### Entries shown ###

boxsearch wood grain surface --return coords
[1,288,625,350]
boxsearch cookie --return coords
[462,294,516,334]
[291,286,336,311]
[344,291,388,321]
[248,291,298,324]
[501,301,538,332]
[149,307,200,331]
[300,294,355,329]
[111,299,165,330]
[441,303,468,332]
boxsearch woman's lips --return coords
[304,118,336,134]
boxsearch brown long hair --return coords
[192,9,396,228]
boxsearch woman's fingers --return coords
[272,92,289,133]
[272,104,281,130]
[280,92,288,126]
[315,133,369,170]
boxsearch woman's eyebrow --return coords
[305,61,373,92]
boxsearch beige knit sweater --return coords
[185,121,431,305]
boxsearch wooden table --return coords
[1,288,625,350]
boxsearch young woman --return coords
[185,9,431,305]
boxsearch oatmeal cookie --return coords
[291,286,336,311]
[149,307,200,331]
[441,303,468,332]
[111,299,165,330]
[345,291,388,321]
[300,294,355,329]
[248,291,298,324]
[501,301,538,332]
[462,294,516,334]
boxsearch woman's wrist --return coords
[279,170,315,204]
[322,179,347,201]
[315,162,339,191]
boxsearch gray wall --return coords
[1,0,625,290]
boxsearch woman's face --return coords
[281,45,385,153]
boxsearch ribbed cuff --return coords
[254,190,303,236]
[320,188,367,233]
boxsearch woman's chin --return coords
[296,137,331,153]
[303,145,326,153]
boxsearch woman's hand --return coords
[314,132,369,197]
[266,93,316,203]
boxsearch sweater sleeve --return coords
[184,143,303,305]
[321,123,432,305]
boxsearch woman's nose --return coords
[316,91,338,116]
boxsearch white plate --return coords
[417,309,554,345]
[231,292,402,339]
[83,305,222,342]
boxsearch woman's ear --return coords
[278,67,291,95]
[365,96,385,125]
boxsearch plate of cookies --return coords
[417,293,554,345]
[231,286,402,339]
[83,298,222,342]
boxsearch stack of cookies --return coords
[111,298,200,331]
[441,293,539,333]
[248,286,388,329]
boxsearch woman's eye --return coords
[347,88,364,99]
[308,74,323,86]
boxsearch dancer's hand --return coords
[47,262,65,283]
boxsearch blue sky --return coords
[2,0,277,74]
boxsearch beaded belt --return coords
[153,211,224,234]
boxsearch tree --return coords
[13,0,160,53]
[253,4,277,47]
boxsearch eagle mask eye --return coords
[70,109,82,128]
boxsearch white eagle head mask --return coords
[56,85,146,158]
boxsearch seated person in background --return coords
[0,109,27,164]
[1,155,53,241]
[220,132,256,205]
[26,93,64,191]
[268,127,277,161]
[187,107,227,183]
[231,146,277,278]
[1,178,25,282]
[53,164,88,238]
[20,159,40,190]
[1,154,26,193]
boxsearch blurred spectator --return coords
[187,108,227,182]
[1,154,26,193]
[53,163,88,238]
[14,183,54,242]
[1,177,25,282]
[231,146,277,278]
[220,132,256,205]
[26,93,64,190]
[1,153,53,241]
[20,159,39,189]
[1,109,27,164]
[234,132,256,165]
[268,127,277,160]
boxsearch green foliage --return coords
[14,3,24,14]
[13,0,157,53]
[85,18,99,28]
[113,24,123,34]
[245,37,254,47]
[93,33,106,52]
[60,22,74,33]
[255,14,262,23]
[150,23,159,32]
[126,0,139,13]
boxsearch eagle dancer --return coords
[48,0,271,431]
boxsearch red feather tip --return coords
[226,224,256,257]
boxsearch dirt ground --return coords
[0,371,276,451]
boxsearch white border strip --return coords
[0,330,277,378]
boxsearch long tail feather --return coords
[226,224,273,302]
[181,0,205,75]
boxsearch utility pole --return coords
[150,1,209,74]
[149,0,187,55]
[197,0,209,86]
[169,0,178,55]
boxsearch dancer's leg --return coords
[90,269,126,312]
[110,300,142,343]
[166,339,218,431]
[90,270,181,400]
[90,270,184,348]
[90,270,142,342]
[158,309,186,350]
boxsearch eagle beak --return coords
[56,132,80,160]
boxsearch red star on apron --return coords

###

» Assignment
An exact reproduction of the data is required. Leave nothing out.

» Task response
boxsearch wood grain surface --return coords
[1,288,625,350]
boxsearch cookie --return coords
[462,294,516,334]
[291,286,336,311]
[344,291,388,321]
[248,291,298,324]
[501,301,538,332]
[149,307,200,331]
[300,294,355,329]
[111,299,165,330]
[441,303,468,332]
boxsearch woman's lips --return coords
[304,118,336,134]
boxsearch brown long hair --return coords
[192,9,396,228]
boxsearch woman's fingers --return coords
[272,92,289,133]
[272,104,281,130]
[280,92,288,126]
[315,133,369,170]
boxsearch woman's eyebrow --return coords
[305,61,373,92]
boxsearch beige knit sweater --return coords
[185,121,431,305]
boxsearch wooden table --return coords
[1,288,625,350]
boxsearch young woman --return coords
[185,9,431,305]
boxsearch oatmeal cookie --return coords
[291,286,336,311]
[149,307,200,331]
[441,303,468,332]
[111,299,165,330]
[345,291,388,321]
[300,294,355,329]
[248,291,298,324]
[501,301,538,332]
[462,294,516,334]
boxsearch woman's wrist --return coords
[279,170,315,204]
[322,179,347,201]
[315,162,339,191]
boxsearch gray wall --return coords
[1,0,625,290]
boxsearch woman's face --return coords
[281,45,385,153]
boxsearch ribbed cuff --return coords
[254,190,303,236]
[320,188,367,233]
boxsearch woman's chin --return coords
[296,137,331,153]
[303,145,326,153]
boxsearch woman's hand --return coords
[314,132,369,197]
[266,93,316,203]
boxsearch sweater sleeve --return coords
[184,143,303,305]
[321,123,432,305]
boxsearch woman's nose --return coords
[316,91,338,116]
boxsearch white plate --return coords
[417,309,554,345]
[231,292,402,339]
[83,305,222,342]
boxsearch woman's ear --return coords
[278,67,291,95]
[365,96,385,125]
boxsearch plate of cookies --return coords
[417,293,554,345]
[231,286,402,339]
[83,298,222,342]
boxsearch stack of cookies --return coords
[111,298,200,331]
[441,293,539,333]
[248,286,388,329]
boxsearch woman's eye --return coords
[347,88,364,99]
[308,74,323,86]
boxsearch dancer's hand --return coords
[47,262,65,283]
boxsearch blue sky --return coords
[2,0,277,74]
boxsearch beaded belt --return coords
[153,211,224,234]
boxsearch tree --return coords
[13,0,160,53]
[253,4,277,47]
boxsearch eagle mask eye --return coords
[70,109,82,128]
boxsearch white eagle head mask --return coords
[56,85,146,158]
boxsearch seated person in background --return coords
[0,109,27,164]
[1,155,53,241]
[220,132,256,205]
[26,93,64,191]
[268,127,277,161]
[187,107,227,183]
[231,146,277,278]
[1,178,25,282]
[53,164,88,238]
[20,159,40,190]
[1,154,26,193]
boxsearch blurred spectator --return coords
[187,108,227,182]
[1,154,26,193]
[53,163,88,238]
[14,183,54,242]
[1,177,25,282]
[231,146,277,278]
[220,132,256,205]
[26,93,64,190]
[1,153,53,241]
[20,159,39,189]
[1,109,27,164]
[234,132,256,165]
[268,127,277,160]
boxsearch green foliage --return coords
[14,3,24,14]
[13,0,157,53]
[85,18,99,28]
[113,24,123,34]
[245,37,254,47]
[93,33,106,52]
[60,22,74,33]
[255,14,262,23]
[150,23,159,32]
[126,0,139,13]
boxsearch eagle dancer --return coords
[48,0,271,431]
boxsearch red feather tip --return coords
[226,224,256,257]
boxsearch dirt ground --return coords
[0,371,276,451]
boxsearch white border strip --return coords
[0,330,277,378]
boxsearch long tail feather --return coords
[226,224,273,302]
[181,0,205,75]
boxsearch utility pole --return coords
[150,1,209,74]
[149,0,187,55]
[197,0,209,86]
[169,0,178,55]
boxsearch dancer's leg --return coords
[90,269,126,312]
[110,300,142,343]
[166,339,218,431]
[90,270,181,400]
[90,270,184,348]
[90,270,142,342]
[158,309,186,350]
boxsearch eagle beak --return coords
[56,132,80,160]
boxsearch red star on apron --return coords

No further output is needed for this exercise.